## Aim
Return every line of the entries below that contains the string "cliff", copied in full.

::: Records shown

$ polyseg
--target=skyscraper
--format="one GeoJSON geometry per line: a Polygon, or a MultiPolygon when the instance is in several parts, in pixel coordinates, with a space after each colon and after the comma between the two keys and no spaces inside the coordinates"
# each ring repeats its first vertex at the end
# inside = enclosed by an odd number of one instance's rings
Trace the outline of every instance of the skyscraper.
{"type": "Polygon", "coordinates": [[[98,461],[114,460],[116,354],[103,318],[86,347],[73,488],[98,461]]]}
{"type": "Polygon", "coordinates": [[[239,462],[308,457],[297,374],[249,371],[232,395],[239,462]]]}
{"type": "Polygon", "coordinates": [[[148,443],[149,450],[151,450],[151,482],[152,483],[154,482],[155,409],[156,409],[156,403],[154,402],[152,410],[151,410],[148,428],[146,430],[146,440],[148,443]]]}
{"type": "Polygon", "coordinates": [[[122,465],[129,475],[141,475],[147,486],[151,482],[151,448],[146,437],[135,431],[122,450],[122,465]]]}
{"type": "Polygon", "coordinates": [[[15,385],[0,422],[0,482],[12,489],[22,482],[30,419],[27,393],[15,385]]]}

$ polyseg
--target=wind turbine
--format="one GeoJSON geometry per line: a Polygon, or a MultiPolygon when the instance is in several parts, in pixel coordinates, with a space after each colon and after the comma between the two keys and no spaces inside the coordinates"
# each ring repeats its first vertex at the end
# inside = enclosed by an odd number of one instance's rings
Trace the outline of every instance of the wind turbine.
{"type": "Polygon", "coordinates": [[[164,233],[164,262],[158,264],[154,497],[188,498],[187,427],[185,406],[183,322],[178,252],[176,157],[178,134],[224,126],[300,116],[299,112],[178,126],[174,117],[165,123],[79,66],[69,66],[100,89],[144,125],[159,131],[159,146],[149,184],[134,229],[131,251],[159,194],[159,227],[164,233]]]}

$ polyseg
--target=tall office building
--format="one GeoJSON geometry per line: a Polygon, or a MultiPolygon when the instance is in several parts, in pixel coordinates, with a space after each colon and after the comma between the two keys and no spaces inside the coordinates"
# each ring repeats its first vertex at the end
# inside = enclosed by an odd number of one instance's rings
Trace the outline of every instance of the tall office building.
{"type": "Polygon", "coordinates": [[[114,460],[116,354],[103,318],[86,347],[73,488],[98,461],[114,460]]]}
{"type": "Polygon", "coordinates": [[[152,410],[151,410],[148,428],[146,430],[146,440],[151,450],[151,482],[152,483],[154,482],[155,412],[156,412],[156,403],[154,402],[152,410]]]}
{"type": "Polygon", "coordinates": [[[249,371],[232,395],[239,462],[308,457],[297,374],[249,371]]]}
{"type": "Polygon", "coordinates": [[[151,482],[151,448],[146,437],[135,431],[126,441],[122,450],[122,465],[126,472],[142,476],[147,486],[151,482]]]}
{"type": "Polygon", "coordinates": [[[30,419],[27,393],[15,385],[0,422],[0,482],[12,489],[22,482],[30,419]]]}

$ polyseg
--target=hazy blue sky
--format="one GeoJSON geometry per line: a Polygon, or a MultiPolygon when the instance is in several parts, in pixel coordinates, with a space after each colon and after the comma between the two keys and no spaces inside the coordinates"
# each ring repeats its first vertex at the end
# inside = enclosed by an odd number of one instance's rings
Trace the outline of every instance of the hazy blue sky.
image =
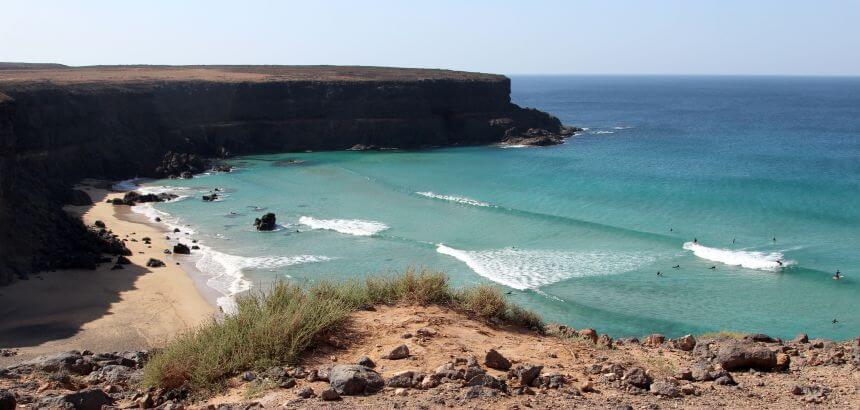
{"type": "Polygon", "coordinates": [[[860,1],[0,0],[0,61],[860,75],[860,1]]]}

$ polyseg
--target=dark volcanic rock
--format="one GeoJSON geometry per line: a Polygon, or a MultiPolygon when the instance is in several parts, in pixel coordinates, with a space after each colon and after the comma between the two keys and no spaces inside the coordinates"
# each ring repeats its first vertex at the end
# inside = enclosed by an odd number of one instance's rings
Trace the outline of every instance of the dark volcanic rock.
{"type": "Polygon", "coordinates": [[[511,361],[497,352],[496,349],[490,349],[487,356],[484,358],[484,364],[491,369],[508,370],[511,368],[511,361]]]}
{"type": "Polygon", "coordinates": [[[15,410],[15,395],[7,390],[0,390],[0,410],[15,410]]]}
{"type": "Polygon", "coordinates": [[[68,187],[85,177],[187,177],[209,168],[204,158],[227,155],[476,145],[531,129],[566,132],[557,118],[512,104],[510,80],[496,75],[375,67],[74,70],[75,80],[62,67],[14,70],[14,79],[0,72],[0,284],[92,266],[98,246],[61,209],[68,187]]]}
{"type": "Polygon", "coordinates": [[[254,226],[258,231],[271,231],[275,229],[275,214],[269,212],[263,215],[262,218],[254,219],[254,226]]]}
{"type": "Polygon", "coordinates": [[[716,363],[728,371],[757,369],[773,370],[776,367],[776,353],[772,350],[748,344],[727,343],[717,350],[716,363]]]}
{"type": "Polygon", "coordinates": [[[150,268],[160,268],[164,266],[164,262],[155,258],[149,258],[149,260],[146,261],[146,266],[149,266],[150,268]]]}
{"type": "Polygon", "coordinates": [[[191,249],[188,248],[188,245],[185,245],[183,243],[177,243],[176,245],[173,245],[173,253],[190,255],[191,249]]]}
{"type": "Polygon", "coordinates": [[[113,402],[101,389],[87,389],[75,393],[63,394],[42,399],[40,406],[49,408],[68,408],[76,410],[101,410],[113,402]]]}
{"type": "Polygon", "coordinates": [[[359,365],[334,366],[328,378],[331,387],[346,396],[376,393],[385,387],[385,380],[379,373],[359,365]]]}

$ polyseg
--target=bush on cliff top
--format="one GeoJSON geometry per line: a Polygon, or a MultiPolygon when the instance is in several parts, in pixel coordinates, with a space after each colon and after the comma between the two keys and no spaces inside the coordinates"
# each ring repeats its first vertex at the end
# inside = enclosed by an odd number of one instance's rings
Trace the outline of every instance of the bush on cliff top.
{"type": "Polygon", "coordinates": [[[444,305],[485,320],[543,329],[538,315],[508,303],[497,287],[456,291],[445,274],[428,271],[321,282],[308,289],[281,282],[236,303],[235,314],[183,334],[153,355],[143,384],[175,388],[188,383],[211,390],[240,371],[294,364],[351,312],[379,304],[444,305]]]}

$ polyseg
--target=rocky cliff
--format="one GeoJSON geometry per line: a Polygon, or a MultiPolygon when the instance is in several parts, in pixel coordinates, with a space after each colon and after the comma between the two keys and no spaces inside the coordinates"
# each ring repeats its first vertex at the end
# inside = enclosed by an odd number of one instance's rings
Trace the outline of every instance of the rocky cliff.
{"type": "Polygon", "coordinates": [[[474,145],[565,132],[504,76],[380,67],[0,64],[0,283],[89,266],[61,205],[84,177],[160,176],[169,151],[224,157],[355,145],[474,145]]]}

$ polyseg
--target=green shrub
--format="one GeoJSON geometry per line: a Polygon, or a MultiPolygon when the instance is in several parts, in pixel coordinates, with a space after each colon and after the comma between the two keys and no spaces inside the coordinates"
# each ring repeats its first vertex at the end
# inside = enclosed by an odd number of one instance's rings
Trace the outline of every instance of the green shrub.
{"type": "Polygon", "coordinates": [[[294,364],[321,335],[358,309],[379,304],[444,305],[481,319],[543,329],[540,317],[505,300],[499,288],[479,285],[455,292],[445,274],[408,270],[364,280],[320,282],[307,289],[276,283],[268,292],[237,298],[237,311],[180,335],[153,355],[143,384],[185,383],[212,390],[241,371],[294,364]]]}

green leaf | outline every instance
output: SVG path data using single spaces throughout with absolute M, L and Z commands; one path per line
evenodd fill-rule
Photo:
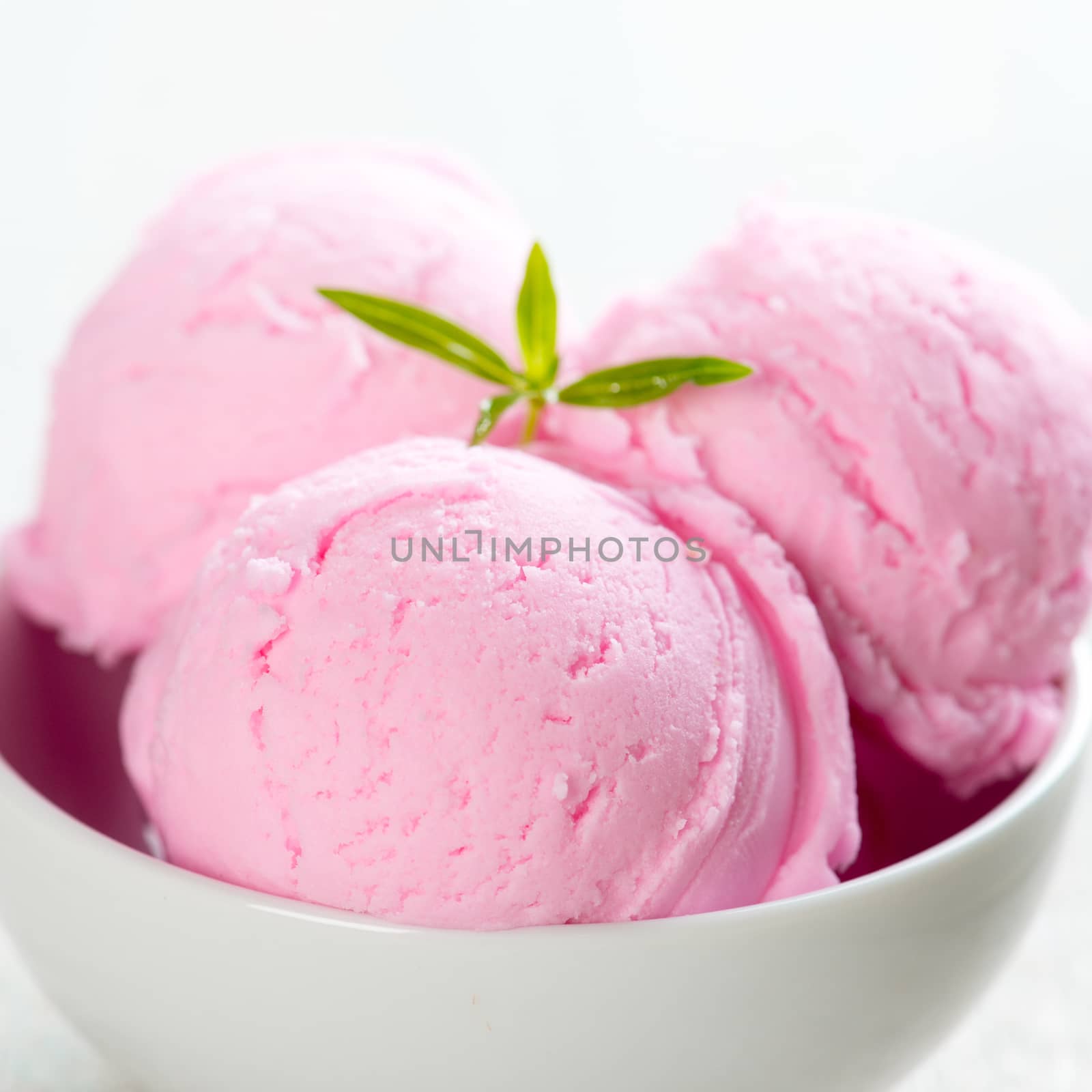
M 506 410 L 510 410 L 522 397 L 522 394 L 497 394 L 491 399 L 486 399 L 482 403 L 477 424 L 474 426 L 471 447 L 473 448 L 475 444 L 482 443 L 494 430 L 497 422 L 500 420 L 500 415 Z
M 713 387 L 746 379 L 751 369 L 715 356 L 669 356 L 592 371 L 558 391 L 558 401 L 577 406 L 636 406 L 655 402 L 684 383 Z
M 515 307 L 515 324 L 531 385 L 549 387 L 557 375 L 557 294 L 549 263 L 537 242 L 527 258 L 527 271 Z
M 439 314 L 411 304 L 400 304 L 395 299 L 343 288 L 319 288 L 318 293 L 403 345 L 438 356 L 491 383 L 510 388 L 525 385 L 523 377 L 512 371 L 495 348 Z

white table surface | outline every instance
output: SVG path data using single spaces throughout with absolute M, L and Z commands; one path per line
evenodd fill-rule
M 1092 781 L 1085 781 L 1054 881 L 1026 938 L 977 1009 L 898 1092 L 1092 1087 L 1090 844 Z M 0 931 L 0 1092 L 133 1089 L 66 1025 Z

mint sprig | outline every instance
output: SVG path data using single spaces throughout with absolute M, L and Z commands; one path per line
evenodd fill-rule
M 574 406 L 637 406 L 667 397 L 684 383 L 712 387 L 751 373 L 746 365 L 715 356 L 668 356 L 592 371 L 557 392 L 559 402 Z
M 751 373 L 746 365 L 715 356 L 672 356 L 639 360 L 591 371 L 567 387 L 555 385 L 557 355 L 557 294 L 549 263 L 536 242 L 515 307 L 515 327 L 523 354 L 518 371 L 491 345 L 462 327 L 412 304 L 345 288 L 319 288 L 319 295 L 348 311 L 373 330 L 412 348 L 429 353 L 503 390 L 482 402 L 471 443 L 480 443 L 501 416 L 520 402 L 527 403 L 524 442 L 534 438 L 538 416 L 548 402 L 593 408 L 625 408 L 666 397 L 684 383 L 712 387 L 732 383 Z

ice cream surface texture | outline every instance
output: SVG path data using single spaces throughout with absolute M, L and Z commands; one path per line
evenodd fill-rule
M 1033 764 L 1090 602 L 1092 331 L 924 227 L 759 205 L 579 368 L 712 352 L 745 383 L 550 427 L 622 480 L 696 480 L 803 573 L 851 700 L 961 791 Z
M 439 156 L 270 153 L 192 185 L 79 325 L 21 605 L 109 660 L 142 646 L 252 494 L 361 448 L 465 435 L 482 383 L 339 312 L 319 285 L 431 308 L 514 352 L 530 235 Z
M 833 882 L 858 840 L 852 744 L 799 578 L 710 490 L 649 501 L 434 439 L 257 502 L 127 696 L 127 767 L 169 859 L 479 929 Z M 651 555 L 711 515 L 704 561 Z M 529 536 L 531 560 L 506 557 Z

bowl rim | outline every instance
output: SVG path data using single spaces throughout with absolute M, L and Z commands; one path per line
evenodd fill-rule
M 769 923 L 785 915 L 802 911 L 807 912 L 814 903 L 820 903 L 828 910 L 836 909 L 846 900 L 859 899 L 866 897 L 870 891 L 909 880 L 988 840 L 1051 794 L 1080 762 L 1089 746 L 1089 739 L 1092 737 L 1092 630 L 1085 631 L 1075 640 L 1070 650 L 1069 668 L 1063 686 L 1061 726 L 1047 753 L 1009 796 L 963 830 L 893 865 L 845 880 L 834 887 L 773 902 L 677 917 L 581 925 L 534 925 L 498 930 L 453 929 L 401 925 L 352 911 L 335 910 L 281 895 L 265 894 L 225 880 L 188 871 L 100 833 L 69 815 L 43 793 L 32 787 L 16 773 L 2 755 L 0 755 L 0 808 L 20 812 L 25 816 L 25 822 L 51 830 L 55 834 L 67 839 L 73 848 L 80 847 L 82 852 L 97 856 L 105 867 L 126 868 L 135 876 L 146 878 L 149 882 L 167 885 L 168 888 L 176 891 L 189 891 L 193 894 L 203 892 L 205 898 L 233 903 L 235 909 L 239 911 L 273 914 L 308 923 L 311 926 L 333 926 L 366 934 L 395 933 L 443 936 L 446 938 L 480 939 L 483 937 L 512 937 L 520 934 L 555 934 L 571 937 L 575 933 L 586 933 L 587 930 L 595 930 L 596 936 L 603 939 L 606 939 L 607 934 L 610 933 L 636 936 L 639 931 L 645 938 L 651 938 L 653 935 L 678 930 L 682 927 L 692 929 L 695 927 L 728 927 L 744 922 Z

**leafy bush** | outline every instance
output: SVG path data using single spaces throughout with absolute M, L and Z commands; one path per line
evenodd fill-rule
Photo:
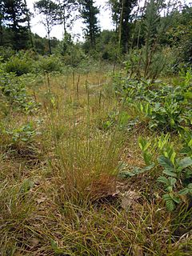
M 38 69 L 44 73 L 51 73 L 54 71 L 61 71 L 61 60 L 54 56 L 41 57 L 38 60 Z
M 6 74 L 0 69 L 0 91 L 5 104 L 14 110 L 33 113 L 38 108 L 32 97 L 26 92 L 22 79 L 14 74 Z

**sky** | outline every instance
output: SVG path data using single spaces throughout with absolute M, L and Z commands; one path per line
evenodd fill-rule
M 34 3 L 37 2 L 37 0 L 26 0 L 27 6 L 30 9 L 30 10 L 32 13 L 34 13 Z M 100 21 L 100 26 L 102 30 L 111 30 L 113 29 L 113 23 L 110 18 L 110 11 L 107 10 L 106 5 L 107 0 L 97 0 L 95 1 L 95 3 L 98 6 L 101 6 L 100 9 L 100 16 L 99 16 L 99 21 Z M 79 40 L 82 40 L 82 27 L 83 24 L 80 20 L 78 20 L 74 22 L 74 25 L 72 29 L 72 34 L 74 35 L 74 39 L 78 39 L 78 35 L 75 36 L 75 34 L 80 34 Z M 36 33 L 41 37 L 46 37 L 46 30 L 42 24 L 41 24 L 41 16 L 37 15 L 34 14 L 34 17 L 31 19 L 31 30 L 33 33 Z M 52 31 L 50 33 L 51 37 L 55 37 L 58 39 L 62 38 L 62 34 L 63 34 L 63 26 L 54 26 L 52 29 Z
M 28 8 L 30 8 L 32 13 L 34 13 L 33 6 L 34 6 L 34 3 L 37 1 L 38 0 L 26 0 Z M 182 3 L 186 2 L 187 4 L 192 2 L 192 0 L 180 0 L 180 1 Z M 142 2 L 144 2 L 144 0 L 140 0 L 140 3 Z M 101 29 L 112 30 L 114 27 L 113 26 L 113 22 L 111 20 L 110 11 L 106 8 L 106 2 L 107 2 L 107 0 L 95 0 L 95 3 L 97 6 L 98 6 L 100 10 L 99 21 L 100 21 Z M 75 41 L 77 41 L 78 38 L 81 41 L 83 39 L 82 28 L 83 28 L 83 24 L 79 19 L 74 22 L 71 32 L 74 35 L 74 39 Z M 34 14 L 34 17 L 32 18 L 31 19 L 31 30 L 33 33 L 36 33 L 42 38 L 46 36 L 46 30 L 43 26 L 43 25 L 41 24 L 40 15 L 37 15 Z M 79 37 L 78 36 L 78 34 L 80 34 Z M 63 26 L 62 25 L 54 26 L 50 33 L 50 36 L 55 37 L 58 39 L 61 40 L 62 38 L 62 35 L 63 35 Z

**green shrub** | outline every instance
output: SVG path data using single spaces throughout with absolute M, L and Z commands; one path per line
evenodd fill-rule
M 6 63 L 5 69 L 7 73 L 15 73 L 17 76 L 20 76 L 30 71 L 31 64 L 25 58 L 16 55 L 12 56 Z

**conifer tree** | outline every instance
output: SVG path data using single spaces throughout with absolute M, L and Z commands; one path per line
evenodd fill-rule
M 13 48 L 27 48 L 29 34 L 27 28 L 26 6 L 22 0 L 3 0 L 4 23 L 11 33 Z
M 81 14 L 83 18 L 83 23 L 86 27 L 84 30 L 86 38 L 89 40 L 90 49 L 95 48 L 96 37 L 99 33 L 98 20 L 97 14 L 99 14 L 99 10 L 94 6 L 93 0 L 84 0 L 82 2 Z
M 109 0 L 112 10 L 112 19 L 118 32 L 118 46 L 122 53 L 128 51 L 131 12 L 137 2 L 138 0 Z
M 34 9 L 42 15 L 42 23 L 44 25 L 48 36 L 49 51 L 52 54 L 50 45 L 50 32 L 54 25 L 58 24 L 59 6 L 51 0 L 40 0 L 34 3 Z
M 78 2 L 75 0 L 57 0 L 58 2 L 59 19 L 63 25 L 64 37 L 67 37 L 66 28 L 70 28 L 74 20 L 74 11 L 78 10 Z

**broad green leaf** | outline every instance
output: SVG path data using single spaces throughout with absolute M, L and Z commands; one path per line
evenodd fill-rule
M 184 189 L 180 190 L 178 194 L 181 195 L 185 195 L 185 194 L 187 194 L 189 192 L 190 192 L 190 190 L 187 187 L 185 187 Z
M 158 161 L 159 164 L 162 167 L 164 167 L 166 170 L 172 171 L 172 172 L 174 170 L 174 166 L 168 158 L 162 155 L 158 158 Z
M 192 158 L 190 157 L 185 158 L 182 159 L 181 161 L 179 161 L 178 164 L 182 169 L 185 169 L 186 167 L 189 167 L 189 166 L 192 166 Z
M 165 169 L 165 170 L 163 170 L 162 173 L 164 174 L 168 175 L 168 176 L 177 178 L 177 174 L 175 173 L 174 173 L 173 171 L 170 171 L 169 170 Z

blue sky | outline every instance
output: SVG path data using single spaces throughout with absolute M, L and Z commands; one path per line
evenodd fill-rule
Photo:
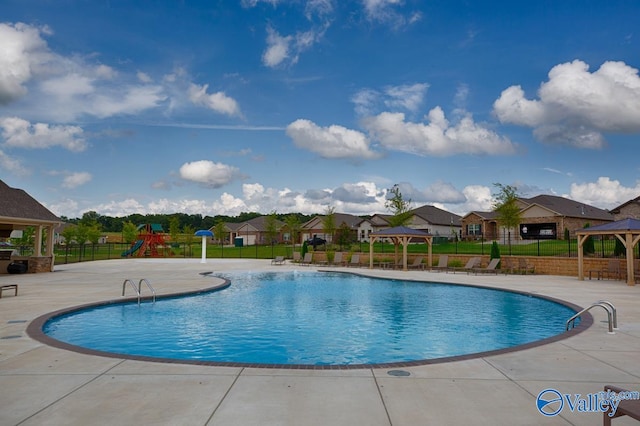
M 2 0 L 0 179 L 54 213 L 640 195 L 640 2 Z

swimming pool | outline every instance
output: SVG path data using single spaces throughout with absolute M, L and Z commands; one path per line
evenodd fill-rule
M 104 353 L 220 364 L 359 366 L 486 353 L 553 338 L 575 310 L 464 285 L 290 271 L 226 275 L 225 290 L 116 303 L 47 321 Z

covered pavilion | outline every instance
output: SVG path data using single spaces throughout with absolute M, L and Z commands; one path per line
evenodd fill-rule
M 633 270 L 633 249 L 640 241 L 640 220 L 627 218 L 611 223 L 581 229 L 576 232 L 578 237 L 578 279 L 584 280 L 584 255 L 582 246 L 588 237 L 594 235 L 614 235 L 626 248 L 627 284 L 635 285 Z
M 402 245 L 402 269 L 407 270 L 407 245 L 413 239 L 421 239 L 427 243 L 428 254 L 427 254 L 427 265 L 431 266 L 432 264 L 432 246 L 433 246 L 433 235 L 421 231 L 419 229 L 408 228 L 406 226 L 396 226 L 393 228 L 383 229 L 381 231 L 372 232 L 369 234 L 369 268 L 373 268 L 373 243 L 383 238 L 388 238 L 393 241 L 395 246 L 395 257 L 394 263 L 398 263 L 398 249 L 399 246 Z
M 53 271 L 54 227 L 60 223 L 60 218 L 25 191 L 11 188 L 0 180 L 0 237 L 9 238 L 11 232 L 29 226 L 35 228 L 33 255 L 11 255 L 7 261 L 26 262 L 29 272 Z

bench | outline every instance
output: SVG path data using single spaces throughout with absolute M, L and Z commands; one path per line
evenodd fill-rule
M 617 386 L 607 385 L 604 387 L 604 391 L 614 391 L 616 394 L 620 392 L 629 392 L 627 389 L 622 389 Z M 620 405 L 618 405 L 618 409 L 613 417 L 609 417 L 609 410 L 604 413 L 604 426 L 611 426 L 611 419 L 615 419 L 616 417 L 629 416 L 632 419 L 640 420 L 640 399 L 624 399 L 620 401 Z
M 2 292 L 4 290 L 14 290 L 15 293 L 13 295 L 17 296 L 18 295 L 18 284 L 5 284 L 3 286 L 0 286 L 0 299 L 2 299 Z

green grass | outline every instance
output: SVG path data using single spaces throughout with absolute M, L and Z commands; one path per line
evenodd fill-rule
M 613 255 L 613 240 L 597 240 L 595 241 L 595 255 L 598 257 L 610 257 Z M 194 242 L 191 245 L 179 244 L 177 247 L 167 247 L 161 254 L 165 257 L 175 258 L 200 258 L 201 243 Z M 80 246 L 59 246 L 55 248 L 56 263 L 73 263 L 78 261 L 89 260 L 105 260 L 120 259 L 120 254 L 129 248 L 129 244 L 109 243 L 109 244 L 87 244 L 81 250 Z M 548 241 L 532 241 L 528 244 L 499 244 L 501 256 L 577 256 L 577 243 L 575 240 L 548 240 Z M 345 253 L 368 253 L 369 243 L 355 243 L 349 246 L 331 246 L 331 251 L 342 251 Z M 295 251 L 300 251 L 301 246 L 296 245 Z M 399 251 L 402 247 L 398 248 Z M 248 258 L 248 259 L 272 259 L 276 256 L 285 256 L 291 258 L 294 249 L 291 245 L 274 245 L 274 246 L 247 246 L 247 247 L 220 247 L 219 245 L 207 245 L 207 258 Z M 323 250 L 320 250 L 323 251 Z M 374 253 L 388 253 L 391 256 L 395 251 L 395 247 L 390 243 L 375 243 Z M 427 253 L 427 245 L 410 244 L 407 247 L 410 254 Z M 438 254 L 472 254 L 472 255 L 489 255 L 491 252 L 491 243 L 463 241 L 463 242 L 444 242 L 433 244 L 433 253 Z

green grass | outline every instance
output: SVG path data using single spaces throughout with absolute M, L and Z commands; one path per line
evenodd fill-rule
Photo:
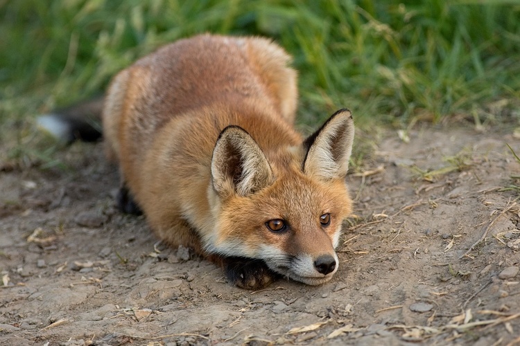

::::::

## Task response
--target=bush on cliff top
Trace the outline of every instance of the bush on cliff top.
--target=rocky cliff
Trace the outline of every instance of the rocky cliff.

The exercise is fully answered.